Ärgerlich auch Franzens platte politische Abhandlungen. Er ist ein typischer Vertreter des aufgeklärten Ostküsten-Liberalismus, der den bösen Kapitalismus und die Rechten für die Zerstörung der Vereinigten Staaten verantwortlich macht. Aber auch das klingt bei Franzen ungeheuer simpel und hat ungefähr das Reflexionsniveau eines Michael Moore. Andererseits aber zeigt er sich durch und durch ignorant. Er habe keine Kinder, schreibt er, und außerdem wohne er in einer Gegend New Yorks, die selbst bei einem Anstieg des Meeresspiegels nicht überflutet würde. Also müsse er sich auch nicht um die Klimaerwärmung scheren.

- _GESTELLTE AUFGABE A_
Nenne alle Aussagen, die Franzen laut dem Textauszug über sich selbst macht.
- _GESTELLTE AUFGABE B_
Wähle jede Zeile aus, in der die Zeichenfolge "railing" vorkommt, wobei die Groß- und Kleinschreibung zu beachten ist.
Der Textauszug und die Zeilen stammen aus verschiedenen Quellen.

Annotationsdaten zur Lokalisierung von Objekten:
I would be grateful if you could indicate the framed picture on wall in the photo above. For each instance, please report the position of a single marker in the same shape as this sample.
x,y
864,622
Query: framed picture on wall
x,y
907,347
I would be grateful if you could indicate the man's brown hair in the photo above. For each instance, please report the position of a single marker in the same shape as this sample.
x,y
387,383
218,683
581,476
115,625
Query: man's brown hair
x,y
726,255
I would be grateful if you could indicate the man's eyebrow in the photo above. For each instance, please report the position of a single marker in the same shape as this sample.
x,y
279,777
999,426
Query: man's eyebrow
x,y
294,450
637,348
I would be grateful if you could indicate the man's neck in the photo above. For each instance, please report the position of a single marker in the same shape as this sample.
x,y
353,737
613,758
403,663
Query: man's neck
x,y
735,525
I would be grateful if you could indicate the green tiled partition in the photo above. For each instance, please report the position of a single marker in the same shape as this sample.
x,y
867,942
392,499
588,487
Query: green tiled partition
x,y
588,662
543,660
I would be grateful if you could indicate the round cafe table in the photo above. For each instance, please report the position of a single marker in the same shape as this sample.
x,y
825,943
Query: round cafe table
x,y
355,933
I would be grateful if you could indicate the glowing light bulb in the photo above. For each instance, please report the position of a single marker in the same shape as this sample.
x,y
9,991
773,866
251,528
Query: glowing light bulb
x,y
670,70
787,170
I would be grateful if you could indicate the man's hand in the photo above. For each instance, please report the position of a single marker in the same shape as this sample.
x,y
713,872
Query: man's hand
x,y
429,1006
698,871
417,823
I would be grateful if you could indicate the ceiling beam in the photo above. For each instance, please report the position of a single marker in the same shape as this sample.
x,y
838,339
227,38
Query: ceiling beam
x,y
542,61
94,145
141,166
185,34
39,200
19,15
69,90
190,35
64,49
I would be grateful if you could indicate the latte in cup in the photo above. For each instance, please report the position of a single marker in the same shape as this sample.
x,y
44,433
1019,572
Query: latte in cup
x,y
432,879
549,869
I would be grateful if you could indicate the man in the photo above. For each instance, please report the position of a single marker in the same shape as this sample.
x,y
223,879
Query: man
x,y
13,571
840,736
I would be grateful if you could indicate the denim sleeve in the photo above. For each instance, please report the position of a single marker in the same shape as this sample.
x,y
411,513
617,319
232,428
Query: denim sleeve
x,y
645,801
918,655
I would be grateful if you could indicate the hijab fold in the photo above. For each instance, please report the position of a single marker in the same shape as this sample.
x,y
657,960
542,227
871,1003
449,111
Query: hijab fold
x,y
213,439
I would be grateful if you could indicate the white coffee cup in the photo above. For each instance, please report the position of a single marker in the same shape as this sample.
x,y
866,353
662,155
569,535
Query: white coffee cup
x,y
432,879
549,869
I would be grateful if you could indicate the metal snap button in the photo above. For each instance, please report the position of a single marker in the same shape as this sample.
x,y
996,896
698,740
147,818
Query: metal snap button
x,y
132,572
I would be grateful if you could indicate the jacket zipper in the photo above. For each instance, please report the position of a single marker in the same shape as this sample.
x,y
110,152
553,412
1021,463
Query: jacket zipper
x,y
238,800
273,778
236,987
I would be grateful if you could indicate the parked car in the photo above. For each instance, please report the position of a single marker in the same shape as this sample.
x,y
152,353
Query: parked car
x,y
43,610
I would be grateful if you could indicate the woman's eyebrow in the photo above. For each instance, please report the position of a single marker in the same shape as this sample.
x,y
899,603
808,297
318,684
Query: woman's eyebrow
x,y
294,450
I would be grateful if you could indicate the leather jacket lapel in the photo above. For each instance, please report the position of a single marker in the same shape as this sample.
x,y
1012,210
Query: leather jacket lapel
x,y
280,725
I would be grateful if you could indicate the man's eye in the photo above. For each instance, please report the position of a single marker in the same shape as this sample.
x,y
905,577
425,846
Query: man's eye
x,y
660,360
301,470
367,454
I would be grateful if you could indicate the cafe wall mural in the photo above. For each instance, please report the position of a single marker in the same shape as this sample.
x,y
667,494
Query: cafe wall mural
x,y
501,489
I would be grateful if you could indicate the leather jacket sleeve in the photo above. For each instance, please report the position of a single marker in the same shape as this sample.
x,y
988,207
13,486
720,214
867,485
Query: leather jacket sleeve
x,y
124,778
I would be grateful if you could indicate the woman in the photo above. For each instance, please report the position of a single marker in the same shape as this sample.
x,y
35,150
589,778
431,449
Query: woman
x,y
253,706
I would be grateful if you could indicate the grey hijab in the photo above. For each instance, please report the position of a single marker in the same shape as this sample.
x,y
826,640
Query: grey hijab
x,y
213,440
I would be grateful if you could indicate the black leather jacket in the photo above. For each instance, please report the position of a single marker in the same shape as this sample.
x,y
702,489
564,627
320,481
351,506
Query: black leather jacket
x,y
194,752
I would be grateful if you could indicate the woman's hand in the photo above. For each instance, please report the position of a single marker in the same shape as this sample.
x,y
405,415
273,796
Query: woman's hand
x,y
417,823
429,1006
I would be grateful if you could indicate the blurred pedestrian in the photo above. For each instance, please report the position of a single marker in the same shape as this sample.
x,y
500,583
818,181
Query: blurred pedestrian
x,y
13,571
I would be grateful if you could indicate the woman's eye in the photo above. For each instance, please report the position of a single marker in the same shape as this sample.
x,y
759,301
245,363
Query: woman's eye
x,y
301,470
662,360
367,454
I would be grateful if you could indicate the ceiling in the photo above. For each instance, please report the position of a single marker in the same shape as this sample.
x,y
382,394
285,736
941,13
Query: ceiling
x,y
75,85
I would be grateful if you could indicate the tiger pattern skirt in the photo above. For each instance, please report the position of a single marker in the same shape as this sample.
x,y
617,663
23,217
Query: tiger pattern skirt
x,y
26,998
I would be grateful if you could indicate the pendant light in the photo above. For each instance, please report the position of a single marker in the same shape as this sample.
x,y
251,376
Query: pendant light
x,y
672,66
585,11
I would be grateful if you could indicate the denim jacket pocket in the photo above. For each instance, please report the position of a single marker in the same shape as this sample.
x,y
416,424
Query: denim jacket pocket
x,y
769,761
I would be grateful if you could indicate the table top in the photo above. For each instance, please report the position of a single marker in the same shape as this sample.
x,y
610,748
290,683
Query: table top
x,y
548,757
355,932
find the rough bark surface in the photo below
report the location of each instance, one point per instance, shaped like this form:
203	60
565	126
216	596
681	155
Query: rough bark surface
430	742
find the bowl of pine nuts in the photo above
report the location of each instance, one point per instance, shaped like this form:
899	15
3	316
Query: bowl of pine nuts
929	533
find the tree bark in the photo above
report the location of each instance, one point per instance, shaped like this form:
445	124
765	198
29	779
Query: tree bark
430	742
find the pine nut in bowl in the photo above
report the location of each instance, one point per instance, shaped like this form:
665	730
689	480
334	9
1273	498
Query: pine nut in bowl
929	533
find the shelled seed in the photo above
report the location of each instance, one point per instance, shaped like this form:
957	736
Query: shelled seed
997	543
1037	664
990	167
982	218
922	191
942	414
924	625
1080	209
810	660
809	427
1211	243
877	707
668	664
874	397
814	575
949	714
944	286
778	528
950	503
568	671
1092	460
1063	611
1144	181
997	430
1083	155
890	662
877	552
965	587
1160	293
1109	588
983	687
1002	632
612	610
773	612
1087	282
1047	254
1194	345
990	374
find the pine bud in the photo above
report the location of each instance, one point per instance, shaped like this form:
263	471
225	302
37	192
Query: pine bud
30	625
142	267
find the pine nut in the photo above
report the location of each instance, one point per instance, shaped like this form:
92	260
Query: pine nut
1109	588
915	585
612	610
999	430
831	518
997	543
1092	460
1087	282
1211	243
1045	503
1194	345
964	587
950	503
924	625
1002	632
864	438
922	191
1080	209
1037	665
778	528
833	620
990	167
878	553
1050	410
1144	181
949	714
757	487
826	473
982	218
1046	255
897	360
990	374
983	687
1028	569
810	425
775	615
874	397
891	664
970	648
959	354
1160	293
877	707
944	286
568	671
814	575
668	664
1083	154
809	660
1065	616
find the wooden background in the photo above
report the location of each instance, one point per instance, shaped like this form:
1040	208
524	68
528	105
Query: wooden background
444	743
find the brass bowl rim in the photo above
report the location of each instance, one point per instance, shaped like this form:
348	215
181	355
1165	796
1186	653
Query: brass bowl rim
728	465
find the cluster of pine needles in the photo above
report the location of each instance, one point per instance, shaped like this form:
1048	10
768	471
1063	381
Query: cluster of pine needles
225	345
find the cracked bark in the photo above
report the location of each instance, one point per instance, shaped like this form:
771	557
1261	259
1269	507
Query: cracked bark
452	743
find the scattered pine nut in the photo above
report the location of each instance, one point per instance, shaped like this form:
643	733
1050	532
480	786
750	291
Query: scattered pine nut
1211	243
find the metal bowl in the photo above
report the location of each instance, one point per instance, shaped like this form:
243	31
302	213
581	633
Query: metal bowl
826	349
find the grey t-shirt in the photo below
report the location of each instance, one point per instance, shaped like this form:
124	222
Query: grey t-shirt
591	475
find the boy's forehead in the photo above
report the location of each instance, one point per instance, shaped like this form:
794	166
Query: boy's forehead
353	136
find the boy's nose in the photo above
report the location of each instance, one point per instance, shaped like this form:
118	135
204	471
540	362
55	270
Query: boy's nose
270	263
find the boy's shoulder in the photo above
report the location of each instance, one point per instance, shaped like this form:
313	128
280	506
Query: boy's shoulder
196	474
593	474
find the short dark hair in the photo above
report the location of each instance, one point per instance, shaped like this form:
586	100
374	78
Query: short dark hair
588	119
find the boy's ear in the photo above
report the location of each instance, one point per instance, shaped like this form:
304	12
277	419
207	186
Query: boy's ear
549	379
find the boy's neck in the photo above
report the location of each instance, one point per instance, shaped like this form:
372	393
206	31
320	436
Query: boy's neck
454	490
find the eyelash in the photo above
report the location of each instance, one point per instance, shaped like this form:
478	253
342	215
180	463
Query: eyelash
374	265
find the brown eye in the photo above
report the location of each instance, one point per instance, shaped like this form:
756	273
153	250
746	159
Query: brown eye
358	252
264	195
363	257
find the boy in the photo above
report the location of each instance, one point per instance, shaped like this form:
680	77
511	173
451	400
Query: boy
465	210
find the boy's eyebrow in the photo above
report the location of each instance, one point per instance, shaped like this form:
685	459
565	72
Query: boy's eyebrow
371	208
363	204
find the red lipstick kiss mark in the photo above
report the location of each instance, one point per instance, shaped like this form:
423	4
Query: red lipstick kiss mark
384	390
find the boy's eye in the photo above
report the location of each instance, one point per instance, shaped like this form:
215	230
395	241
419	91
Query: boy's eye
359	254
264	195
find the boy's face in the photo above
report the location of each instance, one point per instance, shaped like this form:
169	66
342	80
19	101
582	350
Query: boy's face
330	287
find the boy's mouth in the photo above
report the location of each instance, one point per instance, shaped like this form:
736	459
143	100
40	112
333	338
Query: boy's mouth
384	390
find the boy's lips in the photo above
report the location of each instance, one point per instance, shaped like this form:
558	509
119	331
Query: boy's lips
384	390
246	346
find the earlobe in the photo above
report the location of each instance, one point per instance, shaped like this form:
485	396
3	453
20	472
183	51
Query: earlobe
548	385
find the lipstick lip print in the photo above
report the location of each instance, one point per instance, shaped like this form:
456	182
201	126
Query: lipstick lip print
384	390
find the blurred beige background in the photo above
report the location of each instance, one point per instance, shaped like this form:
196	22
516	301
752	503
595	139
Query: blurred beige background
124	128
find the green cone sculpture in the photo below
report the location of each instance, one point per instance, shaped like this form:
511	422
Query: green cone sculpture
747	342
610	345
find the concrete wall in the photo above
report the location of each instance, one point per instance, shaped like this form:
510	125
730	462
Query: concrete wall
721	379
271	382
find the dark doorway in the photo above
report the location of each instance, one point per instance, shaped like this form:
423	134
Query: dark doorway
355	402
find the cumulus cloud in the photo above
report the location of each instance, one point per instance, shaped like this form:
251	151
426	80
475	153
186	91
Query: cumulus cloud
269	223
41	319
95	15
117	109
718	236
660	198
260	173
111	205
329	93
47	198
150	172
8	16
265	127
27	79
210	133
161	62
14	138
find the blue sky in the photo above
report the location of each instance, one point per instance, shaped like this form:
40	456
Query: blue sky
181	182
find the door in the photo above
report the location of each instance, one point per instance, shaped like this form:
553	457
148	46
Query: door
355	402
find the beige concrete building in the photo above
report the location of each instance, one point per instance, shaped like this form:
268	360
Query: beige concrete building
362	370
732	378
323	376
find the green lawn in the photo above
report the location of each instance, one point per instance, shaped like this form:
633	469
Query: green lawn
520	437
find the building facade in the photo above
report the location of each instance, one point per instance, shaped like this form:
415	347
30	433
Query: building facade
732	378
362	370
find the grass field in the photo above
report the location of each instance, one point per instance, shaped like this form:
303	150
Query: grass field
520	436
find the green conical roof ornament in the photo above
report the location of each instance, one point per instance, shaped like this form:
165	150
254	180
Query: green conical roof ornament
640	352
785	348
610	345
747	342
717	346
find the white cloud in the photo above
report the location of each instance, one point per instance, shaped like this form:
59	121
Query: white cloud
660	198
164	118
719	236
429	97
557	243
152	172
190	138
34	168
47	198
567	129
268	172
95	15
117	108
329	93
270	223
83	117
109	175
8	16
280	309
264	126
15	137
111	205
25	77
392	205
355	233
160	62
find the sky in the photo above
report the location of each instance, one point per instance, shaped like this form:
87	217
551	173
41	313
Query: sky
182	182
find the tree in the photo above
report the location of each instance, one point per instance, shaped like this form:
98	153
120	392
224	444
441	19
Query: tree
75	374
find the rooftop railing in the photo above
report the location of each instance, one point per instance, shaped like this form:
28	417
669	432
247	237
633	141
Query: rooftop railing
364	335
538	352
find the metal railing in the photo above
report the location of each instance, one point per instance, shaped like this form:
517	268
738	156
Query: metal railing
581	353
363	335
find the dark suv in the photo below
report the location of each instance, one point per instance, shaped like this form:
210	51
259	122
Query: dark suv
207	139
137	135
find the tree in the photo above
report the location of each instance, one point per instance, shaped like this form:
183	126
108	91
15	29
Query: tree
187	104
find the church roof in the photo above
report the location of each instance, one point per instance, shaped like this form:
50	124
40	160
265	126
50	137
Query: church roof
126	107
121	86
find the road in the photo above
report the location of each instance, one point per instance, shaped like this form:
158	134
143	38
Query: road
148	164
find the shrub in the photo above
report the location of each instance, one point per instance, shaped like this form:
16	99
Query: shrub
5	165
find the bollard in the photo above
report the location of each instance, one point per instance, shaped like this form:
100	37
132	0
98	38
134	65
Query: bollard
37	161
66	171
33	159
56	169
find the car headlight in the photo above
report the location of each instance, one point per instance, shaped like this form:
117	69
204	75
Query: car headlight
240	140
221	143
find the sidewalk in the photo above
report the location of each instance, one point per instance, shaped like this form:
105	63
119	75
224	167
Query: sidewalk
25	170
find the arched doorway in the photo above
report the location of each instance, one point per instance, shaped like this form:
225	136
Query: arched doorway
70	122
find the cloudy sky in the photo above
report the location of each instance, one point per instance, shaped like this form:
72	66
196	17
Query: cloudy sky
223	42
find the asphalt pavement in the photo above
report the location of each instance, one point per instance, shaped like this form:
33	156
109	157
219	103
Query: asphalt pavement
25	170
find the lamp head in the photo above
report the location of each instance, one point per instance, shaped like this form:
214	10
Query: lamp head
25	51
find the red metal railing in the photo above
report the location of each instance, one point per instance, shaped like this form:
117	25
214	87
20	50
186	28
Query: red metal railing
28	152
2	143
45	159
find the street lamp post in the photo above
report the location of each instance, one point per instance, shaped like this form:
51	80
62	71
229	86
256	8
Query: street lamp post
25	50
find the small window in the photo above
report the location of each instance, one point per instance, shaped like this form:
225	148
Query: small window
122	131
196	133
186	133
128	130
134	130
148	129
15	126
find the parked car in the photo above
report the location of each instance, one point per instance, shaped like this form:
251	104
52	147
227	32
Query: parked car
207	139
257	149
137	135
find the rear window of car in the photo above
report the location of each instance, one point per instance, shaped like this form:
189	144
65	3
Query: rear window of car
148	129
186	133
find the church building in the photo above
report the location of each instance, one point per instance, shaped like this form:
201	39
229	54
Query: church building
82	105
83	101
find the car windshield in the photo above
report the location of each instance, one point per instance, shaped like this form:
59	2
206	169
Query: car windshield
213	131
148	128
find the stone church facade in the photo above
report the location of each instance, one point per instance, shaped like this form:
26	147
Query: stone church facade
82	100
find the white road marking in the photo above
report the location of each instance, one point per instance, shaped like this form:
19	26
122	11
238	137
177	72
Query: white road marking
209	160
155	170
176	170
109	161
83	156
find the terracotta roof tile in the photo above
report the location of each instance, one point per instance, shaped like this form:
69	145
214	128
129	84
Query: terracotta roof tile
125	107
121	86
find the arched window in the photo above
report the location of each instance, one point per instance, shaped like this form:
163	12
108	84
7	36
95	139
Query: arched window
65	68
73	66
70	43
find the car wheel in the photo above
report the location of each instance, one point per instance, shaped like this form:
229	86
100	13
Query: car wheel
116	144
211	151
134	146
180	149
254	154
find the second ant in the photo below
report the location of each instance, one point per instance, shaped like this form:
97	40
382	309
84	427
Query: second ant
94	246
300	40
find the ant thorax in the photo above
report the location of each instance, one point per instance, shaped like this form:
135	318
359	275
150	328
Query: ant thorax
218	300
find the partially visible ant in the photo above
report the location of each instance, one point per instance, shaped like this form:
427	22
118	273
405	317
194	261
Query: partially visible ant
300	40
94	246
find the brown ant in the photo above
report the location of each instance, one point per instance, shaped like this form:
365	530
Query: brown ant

- _ERWARTETE ANTWORT A_
- Er habe keine Kinder.
- Er wohne in einer Gegend New Yorks, die selbst bei einem Anstieg des Meeresspiegels nicht überflutet würde.
- Er müsse sich deshalb nicht um die Klimaerwärmung scheren.

- _ERWARTETE ANTWORT B_
find the rooftop railing in the photo above
Query: rooftop railing
find the metal railing in the photo above
Query: metal railing
find the red metal railing in the photo above
Query: red metal railing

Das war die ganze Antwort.